Regardless of the blackletter of the law, in practice, most defense attorneys will refuse to produce their client for deposition and only provide objections to your written discovery. This response can be a blessing in disguise. Given that the court will be tasked with balancing the competing interests of the parties as to the scope of the asserted privilege, such a response will make defense appear unreasonable. (Fuller v. Superior Court (2001) 87 Cal.App.4th 299, 307).
Upon receiving defendant’s responses to discovery and deposition responses, you need to draft your meet-and-confer letter, keeping in mind statutory deadlines to file your motion to compel. (Civ. Proc. Code, §§ 2030.300; 2025.480). You should focus the meet-and-confer letter on categories of information whose tendency to incriminate the defendant would be speculative or that would not be considered communicative in nature.

- - -

### The tasks
**1.** In the passage on discovery strategy against a defendant, what do most defense attorneys do in practice, regardless of the letter of the law?
**2.** Write the next paragraph of the passage on discovery strategy against a defendant, continuing from its final sentence.

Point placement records
- - -

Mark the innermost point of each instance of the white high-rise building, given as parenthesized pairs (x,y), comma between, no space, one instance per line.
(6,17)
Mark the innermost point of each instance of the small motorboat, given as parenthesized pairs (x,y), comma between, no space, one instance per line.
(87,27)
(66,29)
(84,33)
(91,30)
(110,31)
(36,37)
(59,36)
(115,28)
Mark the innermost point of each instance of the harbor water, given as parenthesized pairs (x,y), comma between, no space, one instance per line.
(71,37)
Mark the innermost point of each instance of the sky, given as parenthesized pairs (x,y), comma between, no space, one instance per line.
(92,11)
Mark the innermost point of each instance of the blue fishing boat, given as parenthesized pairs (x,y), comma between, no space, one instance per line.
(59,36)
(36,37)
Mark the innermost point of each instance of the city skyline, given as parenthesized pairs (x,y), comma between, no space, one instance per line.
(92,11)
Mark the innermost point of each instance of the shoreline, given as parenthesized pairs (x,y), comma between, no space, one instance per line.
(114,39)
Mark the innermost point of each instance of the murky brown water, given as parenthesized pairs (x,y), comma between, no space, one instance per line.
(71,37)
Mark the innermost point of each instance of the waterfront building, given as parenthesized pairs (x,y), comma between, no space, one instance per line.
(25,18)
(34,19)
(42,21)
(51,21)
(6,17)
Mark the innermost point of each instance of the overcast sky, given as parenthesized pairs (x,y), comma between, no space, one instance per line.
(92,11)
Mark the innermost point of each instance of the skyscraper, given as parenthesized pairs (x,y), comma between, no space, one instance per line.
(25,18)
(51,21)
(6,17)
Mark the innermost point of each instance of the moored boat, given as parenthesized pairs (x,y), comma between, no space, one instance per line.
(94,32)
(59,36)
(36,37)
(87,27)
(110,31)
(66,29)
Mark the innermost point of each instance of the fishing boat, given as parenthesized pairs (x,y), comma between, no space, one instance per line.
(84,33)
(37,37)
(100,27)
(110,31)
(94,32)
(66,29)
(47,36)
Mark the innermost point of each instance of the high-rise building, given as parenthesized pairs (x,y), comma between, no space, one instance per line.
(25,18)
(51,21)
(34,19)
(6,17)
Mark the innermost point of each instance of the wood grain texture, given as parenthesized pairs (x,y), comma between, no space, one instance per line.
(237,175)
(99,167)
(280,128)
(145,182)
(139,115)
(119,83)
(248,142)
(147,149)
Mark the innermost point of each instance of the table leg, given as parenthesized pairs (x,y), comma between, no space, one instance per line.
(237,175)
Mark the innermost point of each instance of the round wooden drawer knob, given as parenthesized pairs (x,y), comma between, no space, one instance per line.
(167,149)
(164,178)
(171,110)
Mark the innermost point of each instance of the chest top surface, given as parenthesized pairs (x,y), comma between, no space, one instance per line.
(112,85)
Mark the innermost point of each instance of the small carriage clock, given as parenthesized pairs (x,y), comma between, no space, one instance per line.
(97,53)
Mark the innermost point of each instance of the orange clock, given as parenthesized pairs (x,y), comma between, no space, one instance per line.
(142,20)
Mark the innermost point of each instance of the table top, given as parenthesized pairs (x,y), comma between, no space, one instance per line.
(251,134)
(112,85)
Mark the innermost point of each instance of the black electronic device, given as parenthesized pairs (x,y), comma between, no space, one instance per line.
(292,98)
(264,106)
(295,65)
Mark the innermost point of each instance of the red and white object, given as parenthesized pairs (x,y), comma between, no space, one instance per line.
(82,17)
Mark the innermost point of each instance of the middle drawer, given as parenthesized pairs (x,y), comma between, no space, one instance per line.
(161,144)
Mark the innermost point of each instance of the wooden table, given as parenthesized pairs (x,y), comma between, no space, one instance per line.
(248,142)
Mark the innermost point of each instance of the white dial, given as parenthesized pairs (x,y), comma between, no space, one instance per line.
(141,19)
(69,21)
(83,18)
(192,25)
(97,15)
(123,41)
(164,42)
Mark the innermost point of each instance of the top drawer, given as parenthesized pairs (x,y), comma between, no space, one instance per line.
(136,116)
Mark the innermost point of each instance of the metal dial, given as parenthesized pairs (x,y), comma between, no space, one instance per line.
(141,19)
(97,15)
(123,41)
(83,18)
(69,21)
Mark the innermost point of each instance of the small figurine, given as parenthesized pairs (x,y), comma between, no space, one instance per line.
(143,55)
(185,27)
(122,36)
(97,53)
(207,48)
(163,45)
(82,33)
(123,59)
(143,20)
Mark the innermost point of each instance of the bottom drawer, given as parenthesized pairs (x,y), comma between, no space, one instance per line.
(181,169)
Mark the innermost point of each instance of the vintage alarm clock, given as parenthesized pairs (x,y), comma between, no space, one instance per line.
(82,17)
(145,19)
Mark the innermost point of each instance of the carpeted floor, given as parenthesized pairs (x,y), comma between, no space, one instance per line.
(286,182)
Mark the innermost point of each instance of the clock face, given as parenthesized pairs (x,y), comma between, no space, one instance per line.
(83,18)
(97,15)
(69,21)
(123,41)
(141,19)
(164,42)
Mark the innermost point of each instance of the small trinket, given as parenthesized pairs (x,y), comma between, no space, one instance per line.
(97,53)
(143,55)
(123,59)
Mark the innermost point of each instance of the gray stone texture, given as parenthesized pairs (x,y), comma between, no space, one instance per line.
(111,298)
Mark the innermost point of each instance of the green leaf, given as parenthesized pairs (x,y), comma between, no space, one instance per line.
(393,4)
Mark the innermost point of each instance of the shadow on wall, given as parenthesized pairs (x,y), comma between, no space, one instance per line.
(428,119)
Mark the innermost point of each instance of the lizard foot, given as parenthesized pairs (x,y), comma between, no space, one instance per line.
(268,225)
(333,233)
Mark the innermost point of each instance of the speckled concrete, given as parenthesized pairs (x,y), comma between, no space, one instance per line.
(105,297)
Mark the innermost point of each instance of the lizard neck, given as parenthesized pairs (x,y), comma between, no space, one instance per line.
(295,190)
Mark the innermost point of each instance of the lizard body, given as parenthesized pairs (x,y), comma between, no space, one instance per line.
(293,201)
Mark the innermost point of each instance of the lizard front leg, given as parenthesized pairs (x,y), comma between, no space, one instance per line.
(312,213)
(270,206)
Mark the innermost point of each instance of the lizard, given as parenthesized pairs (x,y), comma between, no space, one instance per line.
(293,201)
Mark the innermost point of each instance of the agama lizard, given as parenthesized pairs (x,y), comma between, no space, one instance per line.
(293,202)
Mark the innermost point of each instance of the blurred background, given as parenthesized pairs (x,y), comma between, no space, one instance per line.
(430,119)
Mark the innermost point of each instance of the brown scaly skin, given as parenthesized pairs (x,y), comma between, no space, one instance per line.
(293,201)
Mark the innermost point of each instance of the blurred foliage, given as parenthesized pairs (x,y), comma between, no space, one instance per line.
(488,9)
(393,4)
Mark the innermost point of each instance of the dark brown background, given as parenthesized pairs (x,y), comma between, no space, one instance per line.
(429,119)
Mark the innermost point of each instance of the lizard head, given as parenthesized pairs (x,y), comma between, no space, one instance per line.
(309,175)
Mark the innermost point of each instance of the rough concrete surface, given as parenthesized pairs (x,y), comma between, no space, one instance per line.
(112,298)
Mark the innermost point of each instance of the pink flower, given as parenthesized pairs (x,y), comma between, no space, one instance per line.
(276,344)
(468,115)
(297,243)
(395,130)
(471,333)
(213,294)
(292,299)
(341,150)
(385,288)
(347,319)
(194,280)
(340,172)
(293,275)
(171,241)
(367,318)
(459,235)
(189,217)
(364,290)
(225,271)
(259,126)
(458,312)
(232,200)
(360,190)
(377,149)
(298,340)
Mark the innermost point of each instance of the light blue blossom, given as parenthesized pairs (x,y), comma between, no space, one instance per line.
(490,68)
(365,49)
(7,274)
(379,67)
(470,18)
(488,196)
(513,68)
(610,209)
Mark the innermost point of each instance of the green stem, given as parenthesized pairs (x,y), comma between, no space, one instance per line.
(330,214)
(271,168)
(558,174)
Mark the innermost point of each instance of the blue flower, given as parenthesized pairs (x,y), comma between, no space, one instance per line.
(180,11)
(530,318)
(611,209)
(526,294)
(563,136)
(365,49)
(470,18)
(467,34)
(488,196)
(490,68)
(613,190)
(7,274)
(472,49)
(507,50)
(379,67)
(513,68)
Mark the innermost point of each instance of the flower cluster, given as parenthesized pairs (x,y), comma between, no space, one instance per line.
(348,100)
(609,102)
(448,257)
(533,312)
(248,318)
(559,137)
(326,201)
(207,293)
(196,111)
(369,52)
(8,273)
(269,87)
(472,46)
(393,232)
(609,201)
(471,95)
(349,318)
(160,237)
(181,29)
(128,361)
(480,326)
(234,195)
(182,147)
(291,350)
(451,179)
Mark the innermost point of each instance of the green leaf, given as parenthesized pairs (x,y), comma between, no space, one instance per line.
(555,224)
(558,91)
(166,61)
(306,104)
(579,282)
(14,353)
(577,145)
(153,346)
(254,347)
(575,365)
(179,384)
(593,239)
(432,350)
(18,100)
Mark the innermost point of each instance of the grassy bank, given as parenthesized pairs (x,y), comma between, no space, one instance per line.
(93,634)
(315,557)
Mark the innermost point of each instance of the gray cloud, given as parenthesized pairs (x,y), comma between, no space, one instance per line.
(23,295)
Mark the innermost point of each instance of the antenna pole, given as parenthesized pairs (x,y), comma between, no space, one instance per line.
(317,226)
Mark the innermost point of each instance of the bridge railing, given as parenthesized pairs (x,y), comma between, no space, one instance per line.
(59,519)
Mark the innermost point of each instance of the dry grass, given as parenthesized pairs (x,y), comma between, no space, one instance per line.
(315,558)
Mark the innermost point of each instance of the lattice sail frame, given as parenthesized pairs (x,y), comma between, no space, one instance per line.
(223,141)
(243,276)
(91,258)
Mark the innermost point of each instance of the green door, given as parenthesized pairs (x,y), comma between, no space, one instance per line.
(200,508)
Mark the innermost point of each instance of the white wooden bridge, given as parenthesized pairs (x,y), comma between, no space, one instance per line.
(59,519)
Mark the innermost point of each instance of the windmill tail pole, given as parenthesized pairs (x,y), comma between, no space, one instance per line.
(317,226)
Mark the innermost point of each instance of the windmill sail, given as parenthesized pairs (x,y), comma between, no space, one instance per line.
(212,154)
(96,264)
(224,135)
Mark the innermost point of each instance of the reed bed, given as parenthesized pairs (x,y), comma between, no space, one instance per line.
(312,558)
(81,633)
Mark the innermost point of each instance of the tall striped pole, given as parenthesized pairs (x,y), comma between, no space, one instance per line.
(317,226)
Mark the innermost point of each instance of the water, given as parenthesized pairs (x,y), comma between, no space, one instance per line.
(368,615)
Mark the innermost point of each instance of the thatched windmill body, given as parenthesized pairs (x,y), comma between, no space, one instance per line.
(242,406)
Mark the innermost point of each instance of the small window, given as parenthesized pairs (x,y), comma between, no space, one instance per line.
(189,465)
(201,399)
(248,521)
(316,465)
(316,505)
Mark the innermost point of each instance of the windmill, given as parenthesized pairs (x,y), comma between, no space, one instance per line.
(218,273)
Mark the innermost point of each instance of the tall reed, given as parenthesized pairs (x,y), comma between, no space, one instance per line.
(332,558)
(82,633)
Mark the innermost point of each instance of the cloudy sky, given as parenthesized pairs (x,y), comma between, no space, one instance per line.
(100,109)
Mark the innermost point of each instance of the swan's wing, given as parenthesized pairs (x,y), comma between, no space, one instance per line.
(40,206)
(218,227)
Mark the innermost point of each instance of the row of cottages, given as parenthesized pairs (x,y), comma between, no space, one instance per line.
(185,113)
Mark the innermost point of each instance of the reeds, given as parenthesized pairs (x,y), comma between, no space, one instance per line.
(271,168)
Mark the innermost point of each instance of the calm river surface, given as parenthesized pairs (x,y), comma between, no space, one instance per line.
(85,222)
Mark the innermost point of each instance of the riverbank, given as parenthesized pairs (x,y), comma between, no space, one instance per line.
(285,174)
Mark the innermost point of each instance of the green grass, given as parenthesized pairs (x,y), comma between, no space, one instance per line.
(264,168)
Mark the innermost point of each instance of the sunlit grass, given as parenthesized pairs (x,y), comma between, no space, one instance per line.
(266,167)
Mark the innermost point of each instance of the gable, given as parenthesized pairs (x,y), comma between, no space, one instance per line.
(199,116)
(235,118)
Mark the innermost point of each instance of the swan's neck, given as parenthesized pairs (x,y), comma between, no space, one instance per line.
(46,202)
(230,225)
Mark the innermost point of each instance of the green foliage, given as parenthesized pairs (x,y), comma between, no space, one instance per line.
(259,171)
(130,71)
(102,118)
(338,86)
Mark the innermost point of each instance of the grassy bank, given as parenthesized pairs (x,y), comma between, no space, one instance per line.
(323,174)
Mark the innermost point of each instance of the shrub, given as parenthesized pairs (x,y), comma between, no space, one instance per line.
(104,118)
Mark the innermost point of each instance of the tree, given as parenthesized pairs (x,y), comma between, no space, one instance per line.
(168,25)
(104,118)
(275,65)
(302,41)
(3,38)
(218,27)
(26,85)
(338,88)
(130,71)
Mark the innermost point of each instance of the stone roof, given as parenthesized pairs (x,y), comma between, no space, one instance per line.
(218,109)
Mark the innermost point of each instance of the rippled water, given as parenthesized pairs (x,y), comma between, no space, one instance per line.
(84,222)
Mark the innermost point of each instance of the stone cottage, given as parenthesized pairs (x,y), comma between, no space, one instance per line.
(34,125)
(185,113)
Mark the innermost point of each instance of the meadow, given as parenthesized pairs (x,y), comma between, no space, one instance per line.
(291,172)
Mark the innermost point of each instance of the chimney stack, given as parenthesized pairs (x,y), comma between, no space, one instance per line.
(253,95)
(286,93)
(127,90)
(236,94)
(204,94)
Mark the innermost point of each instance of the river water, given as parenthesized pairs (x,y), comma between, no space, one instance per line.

- - -

### Responses to the exercise
**1.** They refuse to produce their client for deposition and only provide objections to the written discovery.

**2.**
A good example is the identity of witnesses to the incident. The content of their testimony is unknown and therefore the chance that it implicates the defendant is speculative. This argument is further bolstered if the defendant offers the names of some witnesses, presumptively favorable to the defense, but withholds others. (Coleman, supra, at 885, quoting Gordon v. Federal Deposit Insurance Corporation (D.C. Cir. 1970) 427 F.2d 578, 580 [“‘the fact that a man is indicted cannot give him a blank check to block all civil litigation …Justice is meted out in both civil and criminal litigation’”]; People v. Williams (2008) 43 Cal.4th 584, 615 [“a waiver may be implied when a witness has made a partial disclosure of incriminating facts”].)
Make sure to also include request for production of documents. The Fifth Amendment generally does not protect against the production of records and writings previously voluntarily prepared by the defendant. (United States v. Doe (1984) 465 U.S. 605, 610-612).
Finally, remember not to shoot the messenger. Often, it is the defendant himself, not defense counsel, who is stubbornly asserting the privilege. Be courteous and understand that the defendant is often more involved in these situations than he would be in a general negligence, insurance defense situation.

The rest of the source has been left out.